(EXCERPTED TEXT Opens)

Field mice
Mother mice that have to compete for mates have sexier sons (wiki commons) Wiki Commons

Male mice born to promiscuous mothers live fast and die young, attracting more females than the average mouse, researchers have found.

Biologists at the University of Utah have found that when mother mice compete socially for mates, their sons produce more urinary pheromones that make them smell sexier to females.

Female mice mate more often with males that produce scent marks saturated with pheromones. Previous research has shown mice from promiscuous parents produce a third more offspring than their monogamous counterparts.

However, there is a downside to smelling sexy, as it considerably shortens their life expectancy - only 48% of the sexy mice lived to the end of the experiment, compared 80% of the males whose mothers were not promiscuous.

Wayne Potts, senior author of the study, said: "If your sons are particularly sexy, and mate more than they would otherwise, it's helping get your genes more efficiently into the next generation.

"Only recently have we started to understand that environmental conditions experienced by parents can influence the characteristics of their offspring. This study is one of the first to show this kind of 'epigenetic' process working in a way that increases the mating success of sons."

Pheromones expensive

Published in the journal Proceedings of the National Academy of Sciences, the researchers said the sexy mice lived shorter lives because of the energy spent producing the pheromones.

"Production of pheromones is outrageously expensive," Potts said. "A single mouse's investment in pheromone production compares with the investment that 10 male peacocks make in the production of their tails, which also are used to attract females."

The researchers assessed the impact of the environment in which the male mice were conceived by looking at mice that lived either in a promiscuous environment where mothers had to compete for a mate and a domestic environment where they did not.

The mice were then removed and mixed up to see how the mice would breed. "Sons are primed to respond to conditions that their moms experienced - such as exposure to multiple potential mates," Potts said.

In comparison, fathers from promiscuous environment made their sons less sexy. The biologists believe this is because they would become competition: "If you're worried about your sons impinging on your own reproductive success, then why make them sexy?" he said.

(EXCERPTED TEXT Closes)
(GIVEN RECORDS Opens)

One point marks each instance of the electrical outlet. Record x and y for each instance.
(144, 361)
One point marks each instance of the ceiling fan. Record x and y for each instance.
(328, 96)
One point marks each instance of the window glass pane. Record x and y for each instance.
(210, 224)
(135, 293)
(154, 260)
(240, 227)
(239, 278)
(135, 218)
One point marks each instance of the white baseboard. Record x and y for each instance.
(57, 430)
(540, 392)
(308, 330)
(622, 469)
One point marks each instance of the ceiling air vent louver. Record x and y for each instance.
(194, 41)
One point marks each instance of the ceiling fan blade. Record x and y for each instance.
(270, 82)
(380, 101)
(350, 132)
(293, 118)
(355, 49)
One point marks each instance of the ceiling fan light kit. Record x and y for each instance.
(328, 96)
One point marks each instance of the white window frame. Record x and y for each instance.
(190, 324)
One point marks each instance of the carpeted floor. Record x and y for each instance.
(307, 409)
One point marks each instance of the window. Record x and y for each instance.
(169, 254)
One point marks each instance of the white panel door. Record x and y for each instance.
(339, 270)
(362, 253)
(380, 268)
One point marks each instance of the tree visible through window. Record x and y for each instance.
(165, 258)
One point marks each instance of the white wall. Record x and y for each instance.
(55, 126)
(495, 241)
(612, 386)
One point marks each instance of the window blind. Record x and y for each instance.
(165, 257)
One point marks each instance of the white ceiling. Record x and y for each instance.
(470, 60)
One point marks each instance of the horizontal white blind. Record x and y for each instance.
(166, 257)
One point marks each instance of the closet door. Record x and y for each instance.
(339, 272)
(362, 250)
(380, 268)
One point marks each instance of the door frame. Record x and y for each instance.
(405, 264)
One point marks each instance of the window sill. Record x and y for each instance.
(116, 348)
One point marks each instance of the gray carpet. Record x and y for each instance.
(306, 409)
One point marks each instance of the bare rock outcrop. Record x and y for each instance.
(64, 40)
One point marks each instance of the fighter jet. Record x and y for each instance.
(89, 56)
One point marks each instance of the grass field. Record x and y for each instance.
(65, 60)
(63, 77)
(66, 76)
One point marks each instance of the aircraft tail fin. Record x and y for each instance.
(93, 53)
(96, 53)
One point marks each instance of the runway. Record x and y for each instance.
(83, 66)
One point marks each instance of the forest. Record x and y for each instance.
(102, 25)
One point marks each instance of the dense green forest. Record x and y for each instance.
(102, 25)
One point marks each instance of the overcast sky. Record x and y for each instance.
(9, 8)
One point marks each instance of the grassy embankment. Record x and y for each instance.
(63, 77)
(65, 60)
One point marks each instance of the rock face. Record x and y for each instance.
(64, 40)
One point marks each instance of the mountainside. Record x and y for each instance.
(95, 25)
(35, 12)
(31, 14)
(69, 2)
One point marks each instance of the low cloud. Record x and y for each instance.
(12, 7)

(GIVEN RECORDS Closes)

▸ **TASK DIRECTIONS**: Condense the paragraph of the mouse article that begins "However, there is a downside" into one shorter sentence, keeping both percentages. The data after the article is separate material and has no connection to it.

▸ **SOLVED PROBLEM**: Smelling sexy sharply shortens life: only 48% of the sexy mice survived to the end of the experiment, against 80% of males whose mothers were not promiscuous.